→ **Requirements**: Copy out, unchanged, the lines of the listing below from the one containing "the caiman teeth" through the one containing "[(208, 674), (1190, 661)]", including both of those lines.

Extracted records
★ ★ ★ ★ ★ ★ ★
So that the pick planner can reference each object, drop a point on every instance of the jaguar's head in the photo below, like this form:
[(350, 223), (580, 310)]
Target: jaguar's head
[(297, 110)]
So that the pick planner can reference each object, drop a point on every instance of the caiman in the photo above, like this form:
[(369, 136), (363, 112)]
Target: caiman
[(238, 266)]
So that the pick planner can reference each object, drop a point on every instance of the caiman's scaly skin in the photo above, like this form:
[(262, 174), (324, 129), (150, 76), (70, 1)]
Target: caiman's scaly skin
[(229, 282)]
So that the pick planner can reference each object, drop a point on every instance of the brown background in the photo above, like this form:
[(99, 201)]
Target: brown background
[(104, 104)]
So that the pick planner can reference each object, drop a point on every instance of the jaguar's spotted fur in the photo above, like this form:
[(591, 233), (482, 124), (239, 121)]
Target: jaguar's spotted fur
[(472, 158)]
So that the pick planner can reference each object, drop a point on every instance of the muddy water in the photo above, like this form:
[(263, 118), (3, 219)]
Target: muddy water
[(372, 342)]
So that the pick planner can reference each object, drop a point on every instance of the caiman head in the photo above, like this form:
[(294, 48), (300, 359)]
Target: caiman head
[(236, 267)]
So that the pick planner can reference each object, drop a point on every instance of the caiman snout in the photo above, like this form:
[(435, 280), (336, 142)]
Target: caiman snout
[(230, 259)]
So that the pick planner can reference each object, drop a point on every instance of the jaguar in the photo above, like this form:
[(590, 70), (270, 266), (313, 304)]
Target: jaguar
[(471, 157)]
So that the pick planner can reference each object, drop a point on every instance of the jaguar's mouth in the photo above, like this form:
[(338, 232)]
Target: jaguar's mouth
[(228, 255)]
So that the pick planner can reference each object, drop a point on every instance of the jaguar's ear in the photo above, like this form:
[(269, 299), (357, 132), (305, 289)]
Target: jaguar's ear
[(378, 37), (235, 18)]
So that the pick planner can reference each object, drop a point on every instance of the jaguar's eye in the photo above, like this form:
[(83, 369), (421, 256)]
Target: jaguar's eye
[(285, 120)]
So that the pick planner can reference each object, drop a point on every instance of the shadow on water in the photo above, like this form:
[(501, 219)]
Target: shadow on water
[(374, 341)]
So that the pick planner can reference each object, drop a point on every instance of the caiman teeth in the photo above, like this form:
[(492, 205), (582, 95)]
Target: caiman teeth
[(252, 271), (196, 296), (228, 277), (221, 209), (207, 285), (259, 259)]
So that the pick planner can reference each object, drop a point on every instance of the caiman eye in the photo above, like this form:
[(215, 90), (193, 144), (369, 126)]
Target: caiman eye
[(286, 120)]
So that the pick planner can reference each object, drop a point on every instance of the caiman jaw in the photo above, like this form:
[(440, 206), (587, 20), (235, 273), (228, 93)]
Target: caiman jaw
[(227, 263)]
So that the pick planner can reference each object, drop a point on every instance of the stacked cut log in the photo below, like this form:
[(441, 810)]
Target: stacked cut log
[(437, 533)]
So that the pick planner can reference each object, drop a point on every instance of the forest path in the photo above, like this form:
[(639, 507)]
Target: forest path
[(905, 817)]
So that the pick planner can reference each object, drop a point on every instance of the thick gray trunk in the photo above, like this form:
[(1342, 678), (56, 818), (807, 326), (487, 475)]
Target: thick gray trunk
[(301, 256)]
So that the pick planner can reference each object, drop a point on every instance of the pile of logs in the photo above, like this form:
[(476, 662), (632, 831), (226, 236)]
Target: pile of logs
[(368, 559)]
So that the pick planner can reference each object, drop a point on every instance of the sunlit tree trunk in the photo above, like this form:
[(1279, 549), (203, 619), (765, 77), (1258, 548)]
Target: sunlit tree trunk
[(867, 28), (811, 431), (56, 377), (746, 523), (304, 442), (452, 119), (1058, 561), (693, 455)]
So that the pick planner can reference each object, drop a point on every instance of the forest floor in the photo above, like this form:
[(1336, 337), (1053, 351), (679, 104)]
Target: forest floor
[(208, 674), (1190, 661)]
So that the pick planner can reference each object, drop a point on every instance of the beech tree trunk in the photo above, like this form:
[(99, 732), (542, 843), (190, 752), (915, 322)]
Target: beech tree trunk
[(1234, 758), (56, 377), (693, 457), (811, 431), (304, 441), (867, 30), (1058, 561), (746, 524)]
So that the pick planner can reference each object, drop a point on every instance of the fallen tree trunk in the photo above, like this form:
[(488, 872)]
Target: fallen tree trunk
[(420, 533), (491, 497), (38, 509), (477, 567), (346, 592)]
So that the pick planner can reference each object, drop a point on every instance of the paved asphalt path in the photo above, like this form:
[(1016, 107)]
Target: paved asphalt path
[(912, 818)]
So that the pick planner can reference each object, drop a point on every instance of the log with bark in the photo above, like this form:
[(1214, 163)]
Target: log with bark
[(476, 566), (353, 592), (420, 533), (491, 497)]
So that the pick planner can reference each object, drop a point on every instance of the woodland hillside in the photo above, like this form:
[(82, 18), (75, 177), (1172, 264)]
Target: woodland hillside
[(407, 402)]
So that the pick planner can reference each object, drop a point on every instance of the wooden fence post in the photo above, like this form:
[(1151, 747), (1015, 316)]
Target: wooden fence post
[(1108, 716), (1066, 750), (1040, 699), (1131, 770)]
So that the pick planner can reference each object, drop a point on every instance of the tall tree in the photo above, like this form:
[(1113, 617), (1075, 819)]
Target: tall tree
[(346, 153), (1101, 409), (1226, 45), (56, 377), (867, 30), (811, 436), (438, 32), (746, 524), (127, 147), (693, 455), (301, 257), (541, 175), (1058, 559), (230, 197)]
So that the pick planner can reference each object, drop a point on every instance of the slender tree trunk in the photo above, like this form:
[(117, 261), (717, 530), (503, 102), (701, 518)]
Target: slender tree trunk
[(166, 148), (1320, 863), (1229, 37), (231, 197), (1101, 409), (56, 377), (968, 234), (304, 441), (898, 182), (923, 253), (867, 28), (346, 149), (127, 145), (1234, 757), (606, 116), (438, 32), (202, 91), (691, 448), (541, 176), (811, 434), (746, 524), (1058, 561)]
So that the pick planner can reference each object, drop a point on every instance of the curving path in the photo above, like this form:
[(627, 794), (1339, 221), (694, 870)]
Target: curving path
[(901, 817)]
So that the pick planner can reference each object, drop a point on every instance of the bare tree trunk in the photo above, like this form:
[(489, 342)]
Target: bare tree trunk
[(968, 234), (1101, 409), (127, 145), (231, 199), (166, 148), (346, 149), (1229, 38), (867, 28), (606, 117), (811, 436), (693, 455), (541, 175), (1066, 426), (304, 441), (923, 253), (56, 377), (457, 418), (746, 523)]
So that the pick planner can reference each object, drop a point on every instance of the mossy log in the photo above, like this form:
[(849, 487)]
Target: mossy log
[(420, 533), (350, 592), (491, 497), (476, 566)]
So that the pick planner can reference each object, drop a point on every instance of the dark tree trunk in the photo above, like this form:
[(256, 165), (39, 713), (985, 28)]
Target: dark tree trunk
★ ★ ★ ★ ★ ★ ★
→ **Task response**:
So that the pick planner can reference each object, drop a point on every instance of the caiman teeth in the photo above, like this form:
[(492, 205), (582, 95)]
Target: caiman teeth
[(252, 271), (196, 296), (228, 277), (221, 209), (207, 285), (259, 259)]
So that the pick planner can reference each object, drop a point on every instance of the caiman eye in the photo above, like this form:
[(215, 90), (193, 144), (369, 126)]
Target: caiman eye
[(286, 120)]
So that the pick planner can reference each object, drop a point on every instance of the caiman jaw in the photo above, like this form:
[(440, 206), (587, 20), (235, 273), (228, 93)]
Target: caiman jaw
[(227, 263)]
So that the pick planner can reference each object, drop a point on every instance of the stacked cut log in the photo below, like this form:
[(441, 810)]
Target: stacked cut log
[(437, 533)]
So that the pick planner can reference each object, drop a point on every instance of the forest path in the photo above, like this form:
[(639, 507)]
Target: forest path
[(905, 817)]
So that the pick planner can reference each object, drop a point on every instance of the thick gray trunk in the photo above, like this form:
[(1342, 678), (56, 818), (807, 326), (487, 475)]
Target: thick gray trunk
[(301, 256)]
So that the pick planner can reference each object, drop a point on every instance of the pile of logs in the photo above, like this form:
[(476, 662), (632, 831), (226, 236)]
Target: pile of logs
[(368, 559)]
So that the pick planner can reference each object, drop a point on every instance of the sunlit tree trunk in the photo above, like this form:
[(1279, 549), (203, 619), (765, 77), (1258, 548)]
Target: sunlit tree trunk
[(867, 28), (811, 431), (56, 377), (746, 523), (304, 442), (452, 119), (1058, 561), (693, 455)]
So that the pick planner can reference each object, drop a point on every instance of the forest floor in the photo above, like this form:
[(1336, 337), (1053, 351), (679, 104)]
Target: forest floor
[(208, 674), (1190, 661)]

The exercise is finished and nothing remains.